> _Task objective_: Take each line in the entries below that holds "patterned" and show it.

Start of Exercise materials

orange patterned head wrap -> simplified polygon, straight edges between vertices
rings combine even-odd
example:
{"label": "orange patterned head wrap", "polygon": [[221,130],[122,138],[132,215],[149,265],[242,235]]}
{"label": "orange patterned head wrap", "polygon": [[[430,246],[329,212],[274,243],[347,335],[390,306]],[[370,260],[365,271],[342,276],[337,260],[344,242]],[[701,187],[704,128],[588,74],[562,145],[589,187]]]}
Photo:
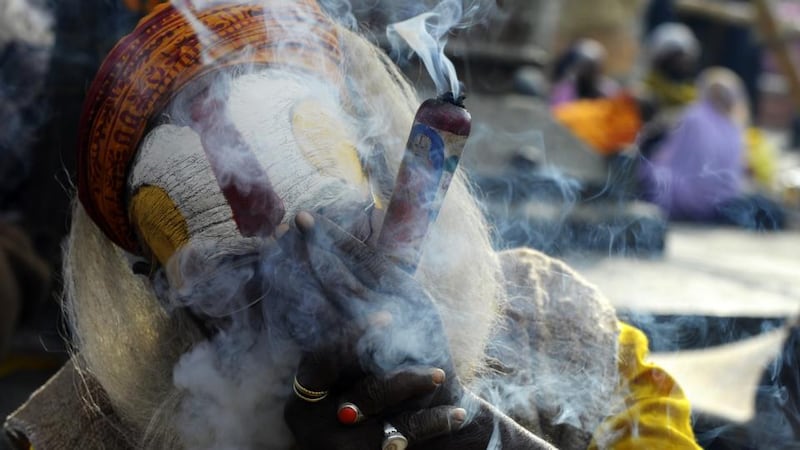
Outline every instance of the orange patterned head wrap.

End of Exercise materials
Start of Exercise materials

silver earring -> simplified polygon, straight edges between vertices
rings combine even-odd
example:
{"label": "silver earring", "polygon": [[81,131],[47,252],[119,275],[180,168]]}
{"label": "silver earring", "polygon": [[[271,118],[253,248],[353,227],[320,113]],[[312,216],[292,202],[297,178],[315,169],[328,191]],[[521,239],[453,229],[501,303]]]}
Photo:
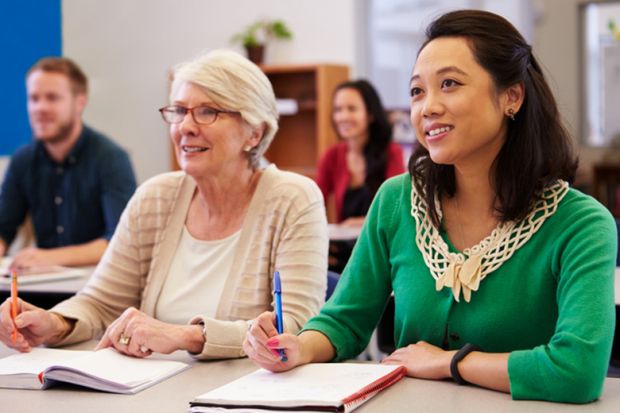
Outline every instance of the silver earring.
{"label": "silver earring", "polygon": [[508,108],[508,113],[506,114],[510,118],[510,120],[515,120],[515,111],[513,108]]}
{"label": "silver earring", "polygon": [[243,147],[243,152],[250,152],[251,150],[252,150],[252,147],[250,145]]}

End of Exercise materials

> _Answer to this task_:
orange patterned head wrap -> simplified polygon, straight edges between vertices
{"label": "orange patterned head wrap", "polygon": [[221,130],[122,138],[132,215],[149,265],[242,235]]}
{"label": "orange patterned head wrap", "polygon": [[[430,246],[329,212],[274,243],[347,335],[390,306]],[[370,260],[365,271],[342,276],[337,260],[344,242]],[[701,187],[704,128],[588,74],[562,145],[589,187]]]}
Outline every instance of the orange patterned head wrap.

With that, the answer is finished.